Go over each line of the entries below, count those with "photo", and give only the count.
━━━━━ Data to process ━━━━━
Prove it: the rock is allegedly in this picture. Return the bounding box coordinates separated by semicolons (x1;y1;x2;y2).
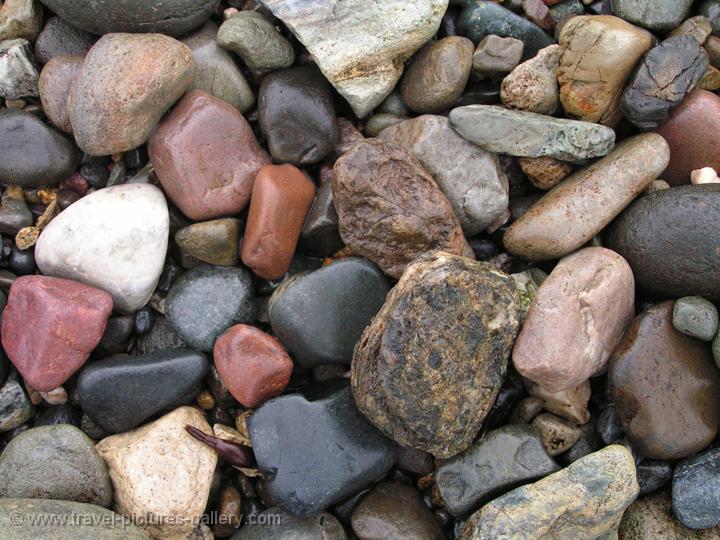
96;407;217;539
400;36;474;113
669;15;713;44
435;424;558;516
165;264;256;352
351;482;444;539
2;275;112;392
175;218;241;267
450;105;615;161
532;412;583;456
0;39;38;99
558;15;653;125
699;0;720;36
0;0;42;41
614;0;693;32
0;108;78;187
0;425;111;506
621;36;708;130
0;372;33;433
525;378;591;424
0;498;149;539
472;35;524;76
217;11;294;75
509;396;543;424
518;156;572;190
182;22;254;113
135;316;186;355
0;186;32;234
699;63;720;90
268;258;389;368
69;33;193;156
501;44;560;114
248;381;395;516
504;133;669;260
299;181;344;257
352;252;522;457
673;448;720;529
458;1;553;59
672;296;719;341
35;184;169;313
548;0;584;24
34;17;95;64
38;54;83;133
76;349;209;433
636;460;673;496
39;0;219;36
395;446;434;476
363;113;405;137
262;0;447;118
94;314;134;357
707;35;720;67
605;184;720;300
231;507;346;540
609;301;720;460
523;0;554;30
332;139;469;279
379;115;508;235
149;90;270;221
459;445;639;540
214;324;293;408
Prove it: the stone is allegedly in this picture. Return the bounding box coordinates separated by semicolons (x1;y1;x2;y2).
299;181;344;257
509;396;544;424
0;108;78;187
379;115;507;235
525;378;591;424
532;412;583;456
501;44;560;114
39;0;219;36
700;0;720;36
0;425;111;506
69;33;193;156
241;165;316;280
706;35;720;67
672;296;719;341
231;507;346;540
518;156;572;190
435;424;558;516
0;372;33;432
76;349;209;434
597;404;624;445
459;445;639;540
450;105;615;161
0;39;38;99
34;17;95;64
175;218;241;267
165;264;256;352
636;460;673;496
523;0;554;30
513;247;634;393
261;0;446;118
0;186;31;235
621;36;708;131
332;139;469;279
217;11;294;74
352;252;522;457
691;167;720;184
609;301;720;460
135;316;186;355
35;184;169;313
182;22;254;113
0;0;42;41
669;16;713;44
472;35;524;76
259;66;338;165
614;0;693;33
96;407;217;539
351;482;444;539
605;184;720;300
504;133;669;260
149;90;270;221
268;258;389;368
38;54;83;133
214;324;293;408
673;448;720;529
548;0;584;23
248;381;395;516
558;15;653;125
699;64;720;90
395;446;434;476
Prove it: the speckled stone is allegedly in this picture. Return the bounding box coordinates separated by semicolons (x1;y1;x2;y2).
501;44;560;114
672;296;719;341
518;156;572;190
0;372;34;433
614;0;693;33
532;412;583;456
672;448;720;529
34;17;95;64
39;55;83;134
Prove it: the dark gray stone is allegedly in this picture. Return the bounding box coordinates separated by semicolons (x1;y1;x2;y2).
615;0;693;32
34;404;82;428
597;404;624;445
549;1;585;24
135;315;186;355
34;17;95;64
672;448;720;529
299;181;344;258
638;459;673;495
94;314;134;358
231;507;346;540
0;189;32;235
0;372;33;433
698;0;720;36
557;420;601;466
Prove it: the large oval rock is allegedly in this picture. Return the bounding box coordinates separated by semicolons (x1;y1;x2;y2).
352;251;522;458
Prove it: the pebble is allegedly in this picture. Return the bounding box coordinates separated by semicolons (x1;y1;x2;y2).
268;258;389;368
699;63;720;90
524;378;591;424
522;0;554;30
636;460;673;496
669;15;714;44
38;54;83;134
214;324;293;408
261;0;447;118
509;396;543;424
333;139;470;278
459;445;638;539
175;218;241;267
363;113;406;137
691;167;720;184
149;90;270;221
0;186;31;234
672;448;720;529
352;252;521;457
504;133;669;260
518;156;572;189
706;35;720;67
76;349;209;433
0;425;112;506
379;114;509;235
0;371;33;432
248;381;395;516
614;0;694;32
597;404;624;445
299;181;344;257
0;0;42;41
609;301;720;460
501;44;560;114
232;507;346;540
69;33;194;156
2;276;112;392
672;296;719;341
35;184;169;313
472;35;524;77
135;316;186;355
34;16;95;64
0;39;38;99
532;412;583;456
700;0;720;36
96;407;217;539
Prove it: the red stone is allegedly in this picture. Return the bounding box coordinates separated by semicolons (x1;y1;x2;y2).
1;275;112;391
214;324;293;408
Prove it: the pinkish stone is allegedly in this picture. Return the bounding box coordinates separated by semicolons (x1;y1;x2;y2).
1;275;112;391
512;247;635;393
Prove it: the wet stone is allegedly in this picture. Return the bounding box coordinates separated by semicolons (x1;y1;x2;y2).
299;181;344;258
175;218;241;267
672;296;719;341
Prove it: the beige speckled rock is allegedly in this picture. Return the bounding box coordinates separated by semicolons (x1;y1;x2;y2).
0;0;42;41
532;412;583;456
501;44;560;115
518;156;572;190
95;407;217;540
525;378;591;425
38;55;83;134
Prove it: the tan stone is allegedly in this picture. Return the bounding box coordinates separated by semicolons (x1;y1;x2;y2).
669;16;713;44
525;378;591;424
532;412;582;456
699;64;720;91
501;44;560;115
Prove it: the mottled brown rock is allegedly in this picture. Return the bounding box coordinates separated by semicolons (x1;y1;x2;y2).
669;16;713;44
175;218;241;267
501;44;560;115
335;117;364;155
333;140;470;279
609;302;720;460
532;412;582;456
517;156;572;190
352;251;522;458
699;64;720;91
38;55;83;134
241;164;316;281
525;378;591;425
705;35;720;68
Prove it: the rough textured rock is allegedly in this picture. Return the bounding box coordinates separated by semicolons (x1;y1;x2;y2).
614;0;693;33
518;156;572;190
0;39;38;99
532;412;583;456
525;379;591;424
352;252;522;458
670;15;713;44
500;44;560;114
0;0;42;41
231;507;346;540
175;218;241;267
39;54;83;133
672;448;720;530
0;372;34;433
34;16;95;64
472;35;524;76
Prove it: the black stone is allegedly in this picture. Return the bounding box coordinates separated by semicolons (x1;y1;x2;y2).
34;404;82;428
672;447;720;529
8;247;34;276
468;238;500;261
255;254;323;297
80;413;108;440
454;81;501;107
34;16;96;64
0;192;32;235
299;182;344;258
134;315;186;355
482;368;526;432
0;348;8;388
94;315;134;358
56;189;80;210
597;403;624;445
134;307;155;336
156;256;184;294
206;365;236;408
80;158;110;188
333;488;371;524
637;459;673;495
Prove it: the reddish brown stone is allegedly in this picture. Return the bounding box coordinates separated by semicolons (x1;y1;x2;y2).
1;275;112;391
38;55;83;134
654;89;720;186
213;324;293;408
241;164;316;280
149;90;271;221
523;0;554;30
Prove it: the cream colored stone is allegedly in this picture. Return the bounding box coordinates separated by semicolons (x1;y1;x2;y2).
691;167;720;185
525;378;591;424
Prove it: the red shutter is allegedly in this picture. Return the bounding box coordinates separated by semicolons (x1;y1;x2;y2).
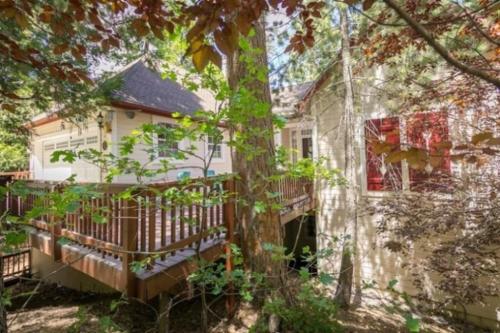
407;111;451;191
365;117;402;191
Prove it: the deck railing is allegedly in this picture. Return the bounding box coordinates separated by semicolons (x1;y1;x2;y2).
0;175;313;292
0;171;31;181
2;249;31;282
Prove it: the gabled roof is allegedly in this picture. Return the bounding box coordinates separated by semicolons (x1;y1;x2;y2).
298;59;341;111
272;82;313;118
110;61;212;117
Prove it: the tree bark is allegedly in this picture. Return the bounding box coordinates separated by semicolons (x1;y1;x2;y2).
334;5;357;310
226;17;285;288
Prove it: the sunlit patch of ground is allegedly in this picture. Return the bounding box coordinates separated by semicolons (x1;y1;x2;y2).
8;306;99;333
6;281;491;333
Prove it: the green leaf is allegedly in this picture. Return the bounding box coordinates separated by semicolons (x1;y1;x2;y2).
92;213;107;224
57;237;72;246
5;231;26;247
262;243;274;251
110;300;121;312
299;267;310;281
241;290;253;302
405;314;420;333
318;272;334;285
253;201;266;214
387;279;398;290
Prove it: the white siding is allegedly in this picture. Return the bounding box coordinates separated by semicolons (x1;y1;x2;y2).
308;66;500;328
111;109;232;183
30;120;101;182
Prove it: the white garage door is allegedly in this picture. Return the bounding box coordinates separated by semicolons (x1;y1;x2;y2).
42;134;100;182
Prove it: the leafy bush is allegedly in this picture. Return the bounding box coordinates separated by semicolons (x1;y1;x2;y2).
261;283;343;333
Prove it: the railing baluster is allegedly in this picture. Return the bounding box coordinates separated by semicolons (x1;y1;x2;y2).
140;197;146;252
148;194;156;263
188;191;194;246
160;196;166;260
179;203;185;244
170;201;176;256
121;198;138;297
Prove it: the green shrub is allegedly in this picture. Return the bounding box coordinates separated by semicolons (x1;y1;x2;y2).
261;283;343;333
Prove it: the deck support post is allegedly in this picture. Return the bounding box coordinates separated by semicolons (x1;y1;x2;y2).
223;179;236;318
49;185;62;261
50;222;62;261
158;292;172;333
122;198;138;297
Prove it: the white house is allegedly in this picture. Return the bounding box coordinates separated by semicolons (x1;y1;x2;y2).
288;62;499;329
28;61;232;183
273;83;314;162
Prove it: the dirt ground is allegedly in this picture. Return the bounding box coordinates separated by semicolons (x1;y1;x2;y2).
7;281;492;333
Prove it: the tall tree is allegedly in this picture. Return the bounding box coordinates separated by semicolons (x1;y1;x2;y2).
334;5;358;309
226;17;285;286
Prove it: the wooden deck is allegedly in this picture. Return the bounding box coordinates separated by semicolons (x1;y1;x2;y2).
2;176;314;301
1;248;31;284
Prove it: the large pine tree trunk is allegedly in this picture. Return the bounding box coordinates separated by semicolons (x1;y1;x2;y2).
226;17;285;287
334;5;357;309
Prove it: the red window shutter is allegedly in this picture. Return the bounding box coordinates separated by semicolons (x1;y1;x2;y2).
407;111;451;191
365;117;402;191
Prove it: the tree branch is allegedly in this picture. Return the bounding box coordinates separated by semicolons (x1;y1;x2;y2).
382;0;500;88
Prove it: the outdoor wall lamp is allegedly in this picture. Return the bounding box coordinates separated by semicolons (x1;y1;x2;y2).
97;112;104;129
125;110;136;119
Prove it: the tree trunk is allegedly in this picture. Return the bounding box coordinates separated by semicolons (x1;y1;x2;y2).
334;5;357;309
226;16;285;288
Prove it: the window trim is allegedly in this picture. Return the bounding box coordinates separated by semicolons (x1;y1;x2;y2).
207;135;223;161
151;117;184;161
361;112;451;196
156;122;180;158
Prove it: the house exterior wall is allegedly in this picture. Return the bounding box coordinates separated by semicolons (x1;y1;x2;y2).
29;108;232;183
111;108;232;183
30;119;101;182
307;68;500;329
278;119;314;163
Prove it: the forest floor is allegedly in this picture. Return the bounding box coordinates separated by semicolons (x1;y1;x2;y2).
6;281;491;333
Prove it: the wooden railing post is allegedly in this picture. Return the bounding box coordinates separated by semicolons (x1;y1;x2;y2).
49;185;62;261
223;179;236;317
122;198;138;297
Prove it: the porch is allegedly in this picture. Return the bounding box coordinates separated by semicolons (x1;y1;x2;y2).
1;176;314;301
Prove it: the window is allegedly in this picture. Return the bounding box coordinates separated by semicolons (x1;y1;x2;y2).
86;136;98;145
364;117;403;191
364;112;451;192
70;138;85;148
301;129;312;136
208;136;222;159
55;141;68;149
301;128;313;159
157;123;179;158
302;137;313;158
44;143;55;151
407;111;451;191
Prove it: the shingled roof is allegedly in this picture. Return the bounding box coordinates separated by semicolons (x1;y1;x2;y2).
272;82;313;118
111;61;211;116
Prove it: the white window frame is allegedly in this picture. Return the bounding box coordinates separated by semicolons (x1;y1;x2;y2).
207;135;223;160
360;112;455;197
156;122;180;158
152;116;184;161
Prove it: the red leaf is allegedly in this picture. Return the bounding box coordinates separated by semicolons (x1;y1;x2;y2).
363;0;376;10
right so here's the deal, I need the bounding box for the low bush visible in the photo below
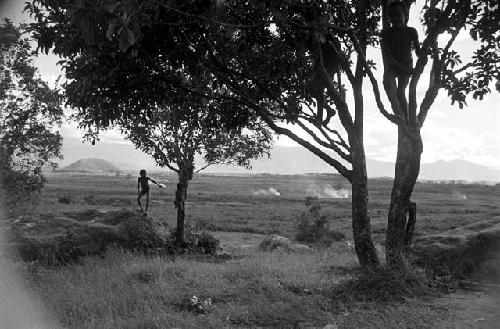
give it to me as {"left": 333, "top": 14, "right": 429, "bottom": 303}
{"left": 170, "top": 227, "right": 221, "bottom": 256}
{"left": 1, "top": 168, "right": 45, "bottom": 215}
{"left": 334, "top": 267, "right": 432, "bottom": 303}
{"left": 58, "top": 194, "right": 72, "bottom": 204}
{"left": 295, "top": 197, "right": 345, "bottom": 246}
{"left": 83, "top": 194, "right": 97, "bottom": 205}
{"left": 187, "top": 230, "right": 220, "bottom": 256}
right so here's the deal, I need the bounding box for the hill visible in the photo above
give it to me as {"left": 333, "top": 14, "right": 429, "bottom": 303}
{"left": 59, "top": 158, "right": 121, "bottom": 173}
{"left": 203, "top": 150, "right": 500, "bottom": 182}
{"left": 418, "top": 159, "right": 500, "bottom": 182}
{"left": 60, "top": 137, "right": 156, "bottom": 171}
{"left": 57, "top": 137, "right": 500, "bottom": 181}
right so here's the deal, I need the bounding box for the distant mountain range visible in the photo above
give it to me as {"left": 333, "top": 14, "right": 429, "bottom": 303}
{"left": 57, "top": 136, "right": 500, "bottom": 182}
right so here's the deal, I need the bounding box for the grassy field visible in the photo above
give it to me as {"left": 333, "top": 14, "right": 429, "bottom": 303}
{"left": 37, "top": 173, "right": 500, "bottom": 240}
{"left": 5, "top": 173, "right": 500, "bottom": 328}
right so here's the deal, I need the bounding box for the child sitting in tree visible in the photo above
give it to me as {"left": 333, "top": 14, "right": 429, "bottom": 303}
{"left": 137, "top": 169, "right": 163, "bottom": 214}
{"left": 381, "top": 1, "right": 420, "bottom": 125}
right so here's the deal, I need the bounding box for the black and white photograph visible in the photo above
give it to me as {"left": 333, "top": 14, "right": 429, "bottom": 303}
{"left": 1, "top": 0, "right": 499, "bottom": 328}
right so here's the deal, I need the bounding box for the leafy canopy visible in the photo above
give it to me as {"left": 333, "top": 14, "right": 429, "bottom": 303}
━━━━━
> _Answer box_
7